- **Exercise description**:
Rewrite every line of the records from the line holding "the white baseball" through the end of the records, inclusive. Increase each coordinate in the answer points by 115 and leave all other lines unchanged.

- **Data supplied**:

──────────

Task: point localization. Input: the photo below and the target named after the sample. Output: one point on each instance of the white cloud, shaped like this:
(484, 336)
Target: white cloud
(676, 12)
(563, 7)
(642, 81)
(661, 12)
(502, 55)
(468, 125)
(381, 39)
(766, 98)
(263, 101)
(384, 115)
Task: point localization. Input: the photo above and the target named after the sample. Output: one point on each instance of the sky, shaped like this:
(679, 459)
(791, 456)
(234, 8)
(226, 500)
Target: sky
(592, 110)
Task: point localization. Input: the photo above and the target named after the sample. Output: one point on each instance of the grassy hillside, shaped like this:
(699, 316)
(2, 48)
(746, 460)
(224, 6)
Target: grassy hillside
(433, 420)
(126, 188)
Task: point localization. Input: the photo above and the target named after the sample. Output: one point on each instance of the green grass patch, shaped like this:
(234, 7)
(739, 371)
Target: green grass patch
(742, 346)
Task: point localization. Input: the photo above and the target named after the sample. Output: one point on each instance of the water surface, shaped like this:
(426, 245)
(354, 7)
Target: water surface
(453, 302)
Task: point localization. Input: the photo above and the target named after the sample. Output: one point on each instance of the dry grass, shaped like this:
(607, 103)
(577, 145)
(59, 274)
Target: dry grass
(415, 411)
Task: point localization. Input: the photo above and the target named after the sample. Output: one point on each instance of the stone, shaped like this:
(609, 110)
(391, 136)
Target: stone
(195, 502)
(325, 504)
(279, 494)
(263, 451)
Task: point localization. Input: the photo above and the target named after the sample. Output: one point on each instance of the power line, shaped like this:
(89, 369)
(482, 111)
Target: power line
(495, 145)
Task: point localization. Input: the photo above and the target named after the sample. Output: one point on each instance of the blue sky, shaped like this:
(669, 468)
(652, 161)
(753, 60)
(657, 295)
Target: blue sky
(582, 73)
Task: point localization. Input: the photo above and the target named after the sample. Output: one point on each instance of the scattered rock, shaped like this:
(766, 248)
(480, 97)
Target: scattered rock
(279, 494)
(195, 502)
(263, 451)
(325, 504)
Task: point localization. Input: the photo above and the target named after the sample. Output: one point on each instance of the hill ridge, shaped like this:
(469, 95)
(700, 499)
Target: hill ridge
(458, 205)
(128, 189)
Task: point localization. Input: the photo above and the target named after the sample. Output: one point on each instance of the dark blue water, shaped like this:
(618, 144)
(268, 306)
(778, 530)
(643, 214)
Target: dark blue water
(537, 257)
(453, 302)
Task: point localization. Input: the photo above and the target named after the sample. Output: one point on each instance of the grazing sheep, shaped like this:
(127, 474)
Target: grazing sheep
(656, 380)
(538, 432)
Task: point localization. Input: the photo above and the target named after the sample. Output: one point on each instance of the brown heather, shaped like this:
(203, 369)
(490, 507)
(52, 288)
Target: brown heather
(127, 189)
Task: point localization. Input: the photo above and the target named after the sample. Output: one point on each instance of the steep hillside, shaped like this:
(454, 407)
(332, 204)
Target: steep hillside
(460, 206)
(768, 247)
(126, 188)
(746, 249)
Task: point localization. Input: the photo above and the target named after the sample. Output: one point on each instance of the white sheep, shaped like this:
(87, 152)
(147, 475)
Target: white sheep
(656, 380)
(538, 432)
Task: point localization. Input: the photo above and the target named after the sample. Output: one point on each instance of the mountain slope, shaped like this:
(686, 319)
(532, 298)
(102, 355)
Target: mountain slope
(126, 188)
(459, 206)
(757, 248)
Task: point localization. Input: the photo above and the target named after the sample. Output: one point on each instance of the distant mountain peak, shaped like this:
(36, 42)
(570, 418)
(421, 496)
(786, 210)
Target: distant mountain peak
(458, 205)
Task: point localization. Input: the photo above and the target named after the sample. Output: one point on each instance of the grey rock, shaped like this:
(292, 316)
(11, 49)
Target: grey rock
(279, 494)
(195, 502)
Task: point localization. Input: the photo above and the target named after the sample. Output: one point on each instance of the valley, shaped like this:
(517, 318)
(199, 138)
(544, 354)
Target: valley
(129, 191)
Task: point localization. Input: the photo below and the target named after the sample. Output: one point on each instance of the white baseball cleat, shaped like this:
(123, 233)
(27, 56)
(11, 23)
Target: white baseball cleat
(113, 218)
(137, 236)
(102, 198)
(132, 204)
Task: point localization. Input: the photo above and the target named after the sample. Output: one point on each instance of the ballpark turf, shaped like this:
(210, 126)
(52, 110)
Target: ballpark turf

──────────

- **Answer to the problem**:
Task: point localization. Input: the photo below and the target named after the sample. Output: one point on each instance of the white baseball cleat, shaped like this:
(123, 233)
(27, 56)
(11, 23)
Target: white baseball cleat
(228, 333)
(252, 351)
(217, 313)
(247, 319)
Task: point localization. Input: the photo above and the target named after the sample. Output: one point on each instance of the ballpark turf, shaped like this:
(210, 126)
(52, 110)
Target: ballpark turf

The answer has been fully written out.